PROMPT
Reproduce each of the following records without any deviation.

DATA PROVIDED
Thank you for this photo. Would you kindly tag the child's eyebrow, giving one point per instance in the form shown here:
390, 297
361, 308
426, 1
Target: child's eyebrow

SOLVED EXERCISE
Thank you for this photo. Would you kindly tag the child's eyebrow, giving one point per instance in the form shown here:
390, 297
361, 308
426, 1
Target: child's eyebrow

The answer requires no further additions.